[Enunciado 1]
Na entrevista sobre o Nubank, qual país o CEO aponta como de crescimento mais rápido que o México para a empresa?

Em entrevista exclusiva, David Vélez falou ainda sobre polêmicas tributárias, expansão internacional e modelo de trabalho
Em entrevista exclusiva concedida ao CNN Money, David Vélez, CEO do Nubank, rebateu críticas sobre a tributação de fintechs e falou sobre planos para obtenção de uma licença bancária.
Questionado sobre a possibilidade de adquirir um banco no Brasil para obter a autorização, Vélez não descartou essa hipótese.
“Anunciamos que estaremos procurando uma licença. Essa procura pode ser via aquisição ou vir do zero”. A medida atenderia à exigência do BC (Banco Central) de que instituições com “banco” no nome tenham efetivamente uma licença bancária.
O fundador do Nubank também falou sobre a expansão internacional da companhia.
“Quando a gente compara o México com o Brasil, o México está crescendo mais rápido que o Brasil para nós. Colômbia é mais rápido que o México”, revelou.
Nos Estados Unidos, onde o Nubank solicitou licença bancária, Vélez vê uma grande oportunidade: “Representa 50% do sistema financeiro global. Só mercados como o Texas já são maiores do que o Brasil, em termos de PIB”.

[Dados fornecidos]
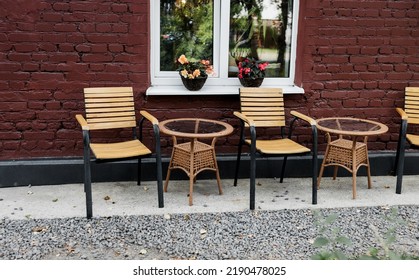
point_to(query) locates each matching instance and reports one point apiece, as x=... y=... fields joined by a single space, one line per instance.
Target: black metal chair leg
x=284 y=162
x=139 y=172
x=236 y=173
x=252 y=180
x=400 y=156
x=400 y=168
x=88 y=188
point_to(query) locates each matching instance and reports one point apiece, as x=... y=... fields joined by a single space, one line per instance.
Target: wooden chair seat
x=264 y=108
x=109 y=108
x=413 y=139
x=409 y=119
x=279 y=147
x=133 y=148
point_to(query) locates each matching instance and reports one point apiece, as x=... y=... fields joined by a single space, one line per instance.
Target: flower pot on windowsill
x=194 y=84
x=250 y=82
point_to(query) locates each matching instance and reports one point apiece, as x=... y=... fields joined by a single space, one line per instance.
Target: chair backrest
x=109 y=107
x=265 y=106
x=411 y=104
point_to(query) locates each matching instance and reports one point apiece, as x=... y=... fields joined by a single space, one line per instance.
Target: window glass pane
x=261 y=29
x=186 y=27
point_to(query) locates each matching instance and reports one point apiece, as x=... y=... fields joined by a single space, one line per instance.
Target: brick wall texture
x=354 y=59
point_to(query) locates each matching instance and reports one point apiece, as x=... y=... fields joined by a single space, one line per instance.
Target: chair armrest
x=149 y=117
x=402 y=113
x=244 y=118
x=82 y=121
x=311 y=121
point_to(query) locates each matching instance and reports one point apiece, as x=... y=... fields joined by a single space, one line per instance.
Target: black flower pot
x=194 y=84
x=249 y=82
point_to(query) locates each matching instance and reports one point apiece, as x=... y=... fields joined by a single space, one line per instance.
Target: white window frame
x=169 y=82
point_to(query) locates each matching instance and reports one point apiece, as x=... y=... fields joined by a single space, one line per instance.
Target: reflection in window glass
x=261 y=29
x=186 y=27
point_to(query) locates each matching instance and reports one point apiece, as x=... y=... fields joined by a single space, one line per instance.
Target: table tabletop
x=195 y=128
x=351 y=126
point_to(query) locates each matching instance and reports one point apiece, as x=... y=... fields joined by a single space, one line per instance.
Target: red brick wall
x=355 y=58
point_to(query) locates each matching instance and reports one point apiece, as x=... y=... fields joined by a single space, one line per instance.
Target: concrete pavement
x=126 y=198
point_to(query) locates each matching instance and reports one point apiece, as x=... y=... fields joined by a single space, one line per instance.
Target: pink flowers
x=250 y=68
x=194 y=69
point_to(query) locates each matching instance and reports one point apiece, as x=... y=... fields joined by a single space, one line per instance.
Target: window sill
x=211 y=90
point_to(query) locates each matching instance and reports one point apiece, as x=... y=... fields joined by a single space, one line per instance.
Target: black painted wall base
x=70 y=170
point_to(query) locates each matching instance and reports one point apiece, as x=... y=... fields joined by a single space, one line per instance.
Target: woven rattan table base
x=202 y=157
x=343 y=153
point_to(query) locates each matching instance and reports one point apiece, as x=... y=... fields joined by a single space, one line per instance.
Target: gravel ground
x=283 y=234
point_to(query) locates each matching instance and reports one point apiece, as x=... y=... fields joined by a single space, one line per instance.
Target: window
x=223 y=31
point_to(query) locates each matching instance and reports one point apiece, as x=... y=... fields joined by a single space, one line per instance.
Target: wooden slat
x=106 y=95
x=110 y=100
x=102 y=90
x=128 y=105
x=107 y=114
x=110 y=125
x=106 y=120
x=263 y=113
x=264 y=106
x=412 y=104
x=258 y=98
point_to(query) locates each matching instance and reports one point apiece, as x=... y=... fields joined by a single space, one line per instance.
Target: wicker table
x=194 y=156
x=350 y=153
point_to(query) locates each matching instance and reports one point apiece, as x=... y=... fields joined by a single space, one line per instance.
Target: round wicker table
x=194 y=156
x=350 y=153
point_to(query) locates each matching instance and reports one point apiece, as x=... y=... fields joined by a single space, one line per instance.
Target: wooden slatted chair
x=264 y=108
x=109 y=108
x=409 y=118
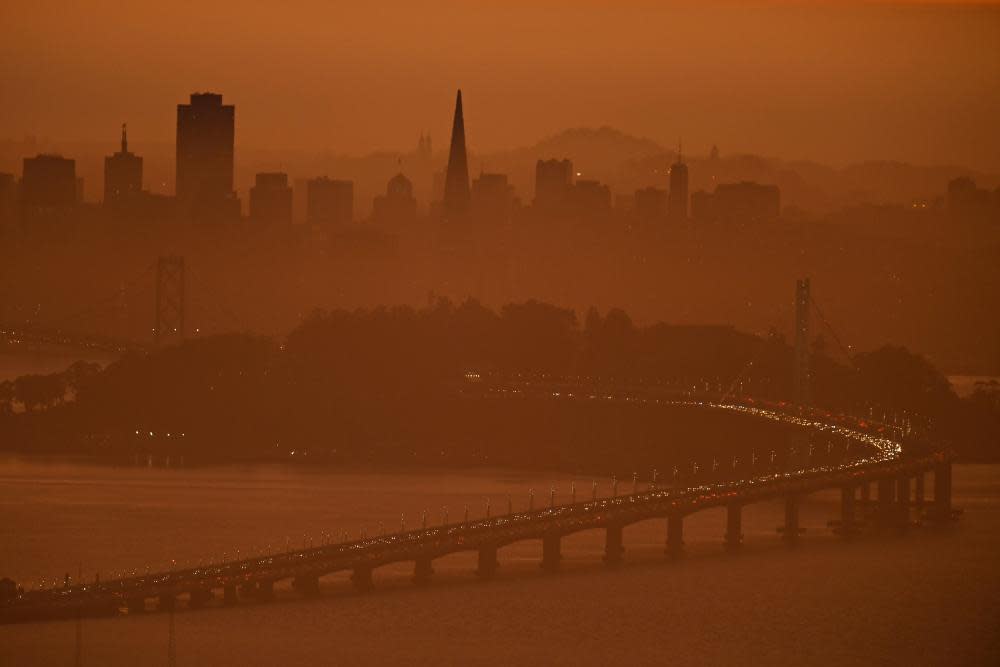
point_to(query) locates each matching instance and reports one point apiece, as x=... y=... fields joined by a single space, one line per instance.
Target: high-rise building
x=737 y=203
x=397 y=205
x=122 y=175
x=553 y=179
x=8 y=202
x=678 y=198
x=424 y=151
x=456 y=182
x=590 y=198
x=329 y=201
x=205 y=138
x=271 y=199
x=492 y=199
x=48 y=182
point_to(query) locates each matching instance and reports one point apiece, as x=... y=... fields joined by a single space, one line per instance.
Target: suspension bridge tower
x=169 y=324
x=802 y=372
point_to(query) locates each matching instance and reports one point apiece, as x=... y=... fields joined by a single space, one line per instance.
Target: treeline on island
x=402 y=385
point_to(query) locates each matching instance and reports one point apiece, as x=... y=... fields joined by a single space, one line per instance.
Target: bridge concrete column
x=903 y=502
x=675 y=535
x=551 y=552
x=306 y=585
x=919 y=493
x=422 y=571
x=734 y=526
x=886 y=504
x=614 y=544
x=848 y=511
x=942 y=492
x=265 y=590
x=362 y=578
x=791 y=530
x=199 y=597
x=488 y=562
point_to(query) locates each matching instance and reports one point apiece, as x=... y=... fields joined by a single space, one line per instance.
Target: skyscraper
x=678 y=198
x=271 y=199
x=553 y=179
x=456 y=183
x=122 y=175
x=205 y=137
x=48 y=182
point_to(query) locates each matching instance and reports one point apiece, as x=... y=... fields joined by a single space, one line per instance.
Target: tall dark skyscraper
x=553 y=180
x=122 y=174
x=456 y=183
x=677 y=199
x=271 y=199
x=205 y=137
x=48 y=182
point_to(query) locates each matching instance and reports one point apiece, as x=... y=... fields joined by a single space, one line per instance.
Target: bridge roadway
x=30 y=337
x=881 y=463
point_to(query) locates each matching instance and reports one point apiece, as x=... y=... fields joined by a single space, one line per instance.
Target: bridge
x=877 y=459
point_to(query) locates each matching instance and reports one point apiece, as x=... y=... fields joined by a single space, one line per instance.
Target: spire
x=456 y=184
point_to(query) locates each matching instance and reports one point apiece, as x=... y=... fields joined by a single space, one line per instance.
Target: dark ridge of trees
x=386 y=385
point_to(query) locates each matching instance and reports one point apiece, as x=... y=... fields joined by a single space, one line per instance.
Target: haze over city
x=503 y=333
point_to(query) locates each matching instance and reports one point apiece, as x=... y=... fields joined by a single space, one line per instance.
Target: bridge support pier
x=734 y=526
x=675 y=535
x=551 y=552
x=790 y=531
x=886 y=504
x=307 y=585
x=614 y=545
x=919 y=493
x=362 y=579
x=199 y=597
x=941 y=510
x=422 y=571
x=903 y=502
x=848 y=511
x=488 y=562
x=265 y=590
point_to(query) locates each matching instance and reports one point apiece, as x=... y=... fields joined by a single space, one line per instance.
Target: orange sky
x=831 y=81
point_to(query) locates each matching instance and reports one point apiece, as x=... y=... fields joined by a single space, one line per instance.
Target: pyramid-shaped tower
x=456 y=183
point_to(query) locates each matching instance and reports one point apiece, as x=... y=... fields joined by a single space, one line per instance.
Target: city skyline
x=703 y=78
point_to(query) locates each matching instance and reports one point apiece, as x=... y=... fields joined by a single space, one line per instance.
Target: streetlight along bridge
x=878 y=460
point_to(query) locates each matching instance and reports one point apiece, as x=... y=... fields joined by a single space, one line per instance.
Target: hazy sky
x=831 y=81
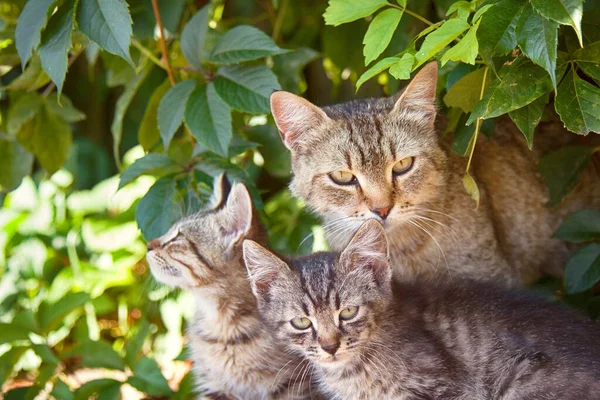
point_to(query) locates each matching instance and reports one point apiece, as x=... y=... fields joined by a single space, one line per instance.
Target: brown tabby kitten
x=370 y=338
x=382 y=159
x=234 y=356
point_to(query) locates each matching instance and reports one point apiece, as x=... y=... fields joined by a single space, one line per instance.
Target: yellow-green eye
x=348 y=313
x=343 y=178
x=403 y=165
x=301 y=323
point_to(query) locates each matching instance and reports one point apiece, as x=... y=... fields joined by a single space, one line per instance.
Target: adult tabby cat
x=370 y=338
x=382 y=159
x=234 y=356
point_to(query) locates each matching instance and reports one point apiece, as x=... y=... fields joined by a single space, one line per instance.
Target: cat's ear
x=420 y=92
x=367 y=253
x=295 y=117
x=263 y=267
x=239 y=214
x=221 y=188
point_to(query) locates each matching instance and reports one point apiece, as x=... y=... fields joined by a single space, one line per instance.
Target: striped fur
x=422 y=340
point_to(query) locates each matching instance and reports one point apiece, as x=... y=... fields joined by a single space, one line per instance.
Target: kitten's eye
x=343 y=178
x=403 y=166
x=301 y=323
x=348 y=313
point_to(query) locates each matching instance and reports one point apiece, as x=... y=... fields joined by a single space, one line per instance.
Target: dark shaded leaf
x=583 y=269
x=528 y=117
x=209 y=119
x=171 y=109
x=537 y=37
x=108 y=23
x=194 y=35
x=31 y=21
x=578 y=104
x=519 y=84
x=246 y=88
x=56 y=43
x=244 y=43
x=560 y=170
x=582 y=226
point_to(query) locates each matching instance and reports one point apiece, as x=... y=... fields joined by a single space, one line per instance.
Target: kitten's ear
x=221 y=188
x=295 y=117
x=263 y=267
x=420 y=92
x=239 y=213
x=367 y=252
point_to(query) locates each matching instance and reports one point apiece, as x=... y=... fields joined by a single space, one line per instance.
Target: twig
x=161 y=39
x=414 y=14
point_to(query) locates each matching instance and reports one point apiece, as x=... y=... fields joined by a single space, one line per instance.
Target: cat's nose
x=382 y=212
x=154 y=243
x=330 y=346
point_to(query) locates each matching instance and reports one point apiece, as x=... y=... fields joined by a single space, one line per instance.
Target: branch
x=163 y=44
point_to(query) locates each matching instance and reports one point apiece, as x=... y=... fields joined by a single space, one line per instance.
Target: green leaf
x=465 y=93
x=528 y=117
x=48 y=137
x=440 y=38
x=246 y=88
x=159 y=209
x=15 y=163
x=146 y=165
x=149 y=133
x=97 y=354
x=582 y=226
x=31 y=21
x=402 y=68
x=209 y=119
x=22 y=110
x=342 y=11
x=466 y=50
x=518 y=84
x=121 y=108
x=577 y=102
x=471 y=187
x=497 y=34
x=171 y=109
x=244 y=43
x=380 y=32
x=108 y=23
x=148 y=379
x=50 y=315
x=11 y=332
x=64 y=109
x=194 y=36
x=588 y=59
x=583 y=269
x=565 y=12
x=99 y=389
x=560 y=170
x=379 y=67
x=537 y=37
x=56 y=43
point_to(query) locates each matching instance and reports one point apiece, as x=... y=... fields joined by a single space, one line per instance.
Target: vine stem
x=478 y=122
x=163 y=44
x=412 y=13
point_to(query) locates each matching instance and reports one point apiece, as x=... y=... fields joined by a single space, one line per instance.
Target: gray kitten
x=370 y=338
x=234 y=355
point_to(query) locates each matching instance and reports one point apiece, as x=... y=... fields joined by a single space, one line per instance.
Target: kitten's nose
x=154 y=243
x=382 y=212
x=330 y=346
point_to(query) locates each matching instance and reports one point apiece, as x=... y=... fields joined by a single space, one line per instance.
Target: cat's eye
x=343 y=178
x=348 y=313
x=403 y=166
x=301 y=323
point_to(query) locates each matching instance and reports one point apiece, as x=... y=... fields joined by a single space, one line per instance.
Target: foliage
x=111 y=129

[Enunciado 2]
Encontre nas linhas acima todas as que contêm a palavra "nose" e copie-as. Diferencie maiúsculas de minúsculas.

[Resposta do exercício 1]
A Colômbia.

[Resposta do exercício 2]
Target: cat's nose
Target: kitten's nose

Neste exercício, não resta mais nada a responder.